- [STATED PROBLEM]: Revise the lines below by replacing "pixel coordinates" with "x and y coordinates" wherever it occurs and keeping all other text unchanged. Omit the pictures from your answer.

- [WORKING DATA]:
◆ ◆ ◆ ◆

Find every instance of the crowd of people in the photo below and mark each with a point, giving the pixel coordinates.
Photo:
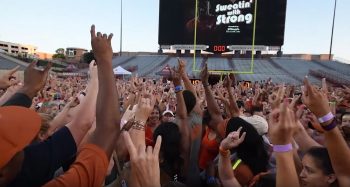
(103, 131)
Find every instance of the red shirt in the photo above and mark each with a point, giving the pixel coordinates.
(209, 150)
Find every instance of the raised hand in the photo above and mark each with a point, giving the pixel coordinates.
(144, 163)
(233, 140)
(93, 70)
(204, 74)
(282, 124)
(316, 100)
(276, 98)
(5, 81)
(34, 79)
(101, 46)
(176, 76)
(144, 109)
(182, 66)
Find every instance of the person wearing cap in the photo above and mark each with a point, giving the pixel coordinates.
(42, 160)
(90, 167)
(168, 116)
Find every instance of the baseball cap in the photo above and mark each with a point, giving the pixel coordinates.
(18, 127)
(258, 122)
(168, 111)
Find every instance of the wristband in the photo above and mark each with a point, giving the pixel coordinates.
(224, 153)
(282, 148)
(178, 88)
(326, 118)
(211, 180)
(330, 126)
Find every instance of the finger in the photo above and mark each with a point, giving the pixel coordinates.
(141, 149)
(153, 101)
(324, 86)
(283, 109)
(241, 139)
(294, 101)
(48, 66)
(110, 37)
(157, 146)
(12, 71)
(92, 31)
(308, 87)
(15, 82)
(129, 145)
(33, 64)
(149, 151)
(239, 130)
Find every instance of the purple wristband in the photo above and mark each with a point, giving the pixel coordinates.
(178, 88)
(326, 118)
(330, 126)
(282, 148)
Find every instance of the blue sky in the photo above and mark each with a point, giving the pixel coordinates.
(51, 24)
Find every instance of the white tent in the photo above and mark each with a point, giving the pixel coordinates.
(121, 71)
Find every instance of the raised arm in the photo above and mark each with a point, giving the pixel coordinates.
(107, 107)
(181, 113)
(338, 150)
(83, 119)
(188, 84)
(281, 128)
(213, 107)
(232, 98)
(226, 174)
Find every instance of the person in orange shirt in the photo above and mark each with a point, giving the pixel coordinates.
(91, 165)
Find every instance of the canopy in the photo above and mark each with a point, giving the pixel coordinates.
(165, 72)
(121, 71)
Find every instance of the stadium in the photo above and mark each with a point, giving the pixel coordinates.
(222, 56)
(220, 104)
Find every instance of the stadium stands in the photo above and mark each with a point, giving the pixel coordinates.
(289, 71)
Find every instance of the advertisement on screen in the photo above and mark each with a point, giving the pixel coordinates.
(222, 22)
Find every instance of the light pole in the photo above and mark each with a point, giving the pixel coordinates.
(121, 27)
(330, 50)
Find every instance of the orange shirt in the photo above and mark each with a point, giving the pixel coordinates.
(149, 136)
(89, 169)
(209, 150)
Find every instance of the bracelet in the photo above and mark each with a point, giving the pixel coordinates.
(331, 126)
(326, 118)
(282, 148)
(211, 180)
(178, 88)
(138, 125)
(224, 153)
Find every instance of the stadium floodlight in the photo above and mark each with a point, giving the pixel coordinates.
(330, 49)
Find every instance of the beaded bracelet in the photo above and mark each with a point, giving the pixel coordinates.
(223, 152)
(138, 125)
(331, 126)
(178, 88)
(282, 148)
(326, 118)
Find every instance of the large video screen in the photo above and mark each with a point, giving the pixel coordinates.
(222, 22)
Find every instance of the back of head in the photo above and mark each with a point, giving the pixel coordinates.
(171, 137)
(322, 160)
(190, 100)
(251, 150)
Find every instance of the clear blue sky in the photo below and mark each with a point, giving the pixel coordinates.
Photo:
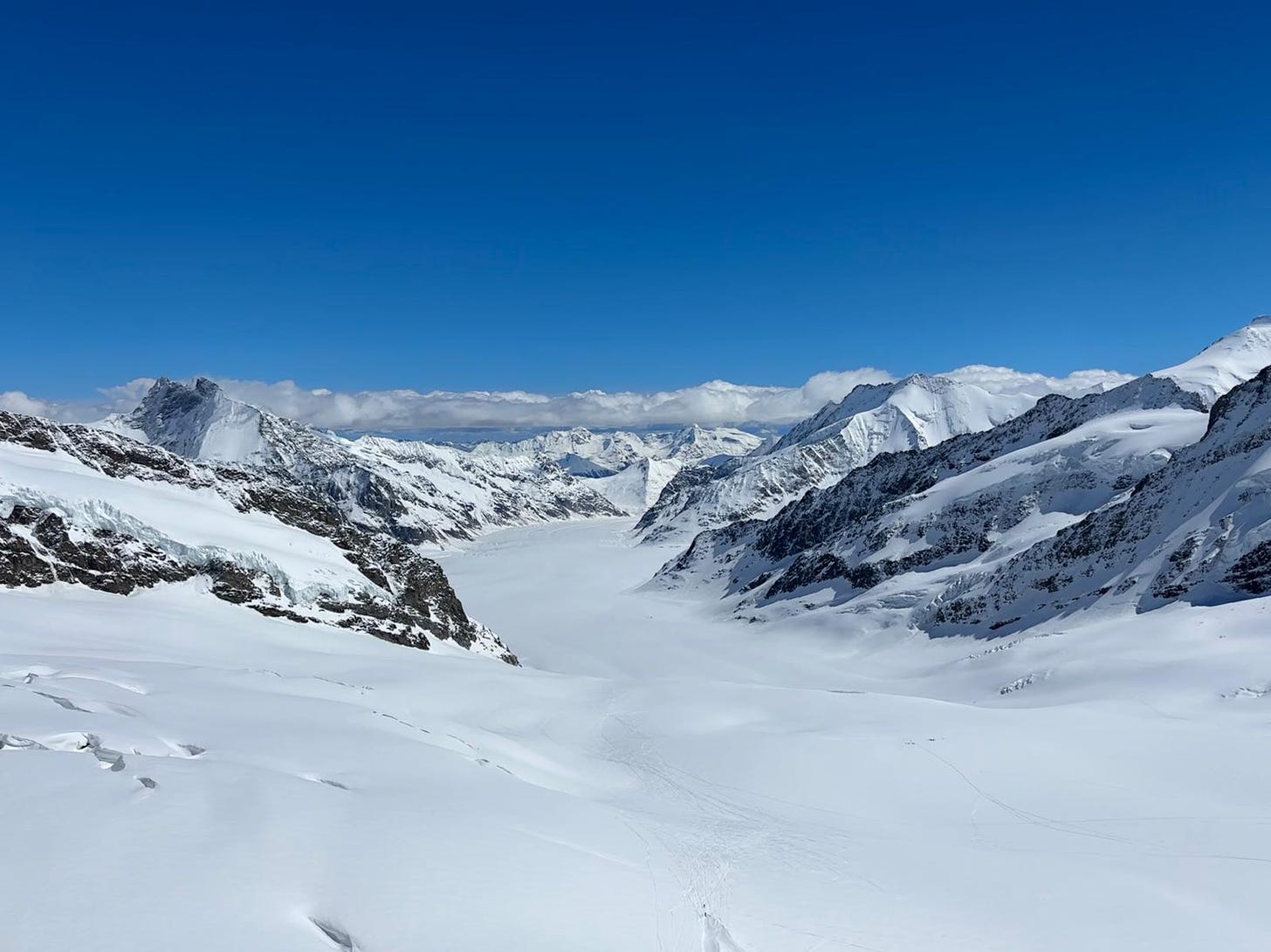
(560, 197)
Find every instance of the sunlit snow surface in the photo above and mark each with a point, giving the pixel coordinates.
(182, 773)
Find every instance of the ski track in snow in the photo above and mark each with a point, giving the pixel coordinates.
(656, 778)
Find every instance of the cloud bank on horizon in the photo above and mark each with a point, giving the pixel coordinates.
(715, 403)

◆ ◆ ◆ ◆

- [ANSWER TO THIS PROBLEM]:
Find every instance of the crowd of people in the photo below and mark each with a point, giving the x and y coordinates.
Photo:
(103, 131)
Find every instance of the red shirt in the photo above and mark each with a point, giving the x and y coordinates.
(209, 150)
Find every instance of the raised hand in the photo above and mark each with a point, giving the x and y coordinates.
(144, 163)
(233, 140)
(93, 70)
(204, 74)
(282, 124)
(316, 100)
(276, 98)
(5, 81)
(34, 79)
(101, 46)
(176, 76)
(144, 109)
(182, 66)
Find every instance of the person wearing cap in the photo above and mark each with a point, giving the x and y coordinates.
(42, 160)
(90, 167)
(168, 116)
Find every instance of the baseball cap in the photo above and mark each with a point, giving the x and y coordinates.
(18, 127)
(258, 122)
(168, 111)
Find every instance of the wristband in the photo above and mark each with a point, giving the x and y coordinates.
(224, 153)
(282, 148)
(178, 88)
(326, 118)
(211, 180)
(330, 126)
Find every instance of the finger in the photo above and mark each with a point, giving the x and y coordinates.
(141, 149)
(153, 101)
(324, 86)
(283, 109)
(241, 139)
(294, 101)
(48, 66)
(110, 37)
(157, 146)
(12, 71)
(92, 31)
(308, 87)
(15, 82)
(129, 145)
(33, 64)
(149, 151)
(239, 130)
Find every instance of the purple wristband in the photo above and mark each with a point, giving the x and y coordinates.
(178, 88)
(326, 118)
(330, 126)
(282, 148)
Find every instance of the blue sky in the photo above and mark each with a point, giving the x and y coordinates.
(51, 24)
Find every instance of the white tent in the photo above and mark each with a point, giving the x and y coordinates.
(121, 71)
Find every instance of the raised arm in the photo above and mark each with a point, giving the x and y coordinates.
(107, 107)
(181, 113)
(338, 150)
(83, 119)
(188, 84)
(281, 128)
(213, 107)
(232, 98)
(226, 174)
Find every instance of the person in orange shirt in the photo above and mark each with a point, giving the x and y coordinates.
(91, 165)
Find every instance of the canopy in the photo above and mark each with a point, giving the x and y coordinates.
(165, 72)
(121, 71)
Find every instance of the stadium in the photo above and mark each with a point, giving the x and y coordinates.
(222, 56)
(220, 104)
Find every instance of the stadium stands in the photo above and mark each with a point, giving the x and y coordinates.
(289, 71)
Find every instance of the advertisement on screen in the photo above and mark each with a point, giving the x and y coordinates.
(222, 22)
Find every instance of the light pole in the photo above and mark each with a point, giving the x and y coordinates.
(121, 27)
(330, 50)
Find every instance of the orange shirt in the photo above and mark each with a point, giving the x and y coordinates.
(149, 136)
(89, 169)
(209, 150)
Find every instance of the bracelet in the photo above and mark each with a point, giving the x and y coordinates.
(331, 126)
(326, 118)
(282, 148)
(211, 180)
(178, 88)
(138, 125)
(224, 153)
Find every instance of the stadium floodlight in the photo above and mark each with a point, giving the x and y coordinates.
(330, 49)
Find every instance of the beaded bracelet in the photo above and mark each with a point, giving the x and y coordinates.
(223, 152)
(138, 125)
(331, 126)
(178, 88)
(282, 148)
(326, 118)
Find every instance of the large video screen in the photo above and mark each with a point, giving the x and y coordinates.
(222, 22)
Find every instance of the back of head in the photo above and mark each with a point, giving the x and y coordinates.
(171, 137)
(322, 160)
(190, 100)
(251, 150)
Find every instance of the clear blue sky in the photo below and mark each with a point, giving the x and y coordinates.
Photo:
(560, 197)
Find every instance of the sunlit snow surface in the photo above and mark each with a point, giving the x and y coordinates.
(182, 773)
Find every instance of the ski track in snow in the photo above and mark each with a point, giving the x and y coordinates.
(656, 778)
Find every instance of the cloud bank on horizon in the photo above and mark each with a point, giving the x and y coordinates.
(715, 403)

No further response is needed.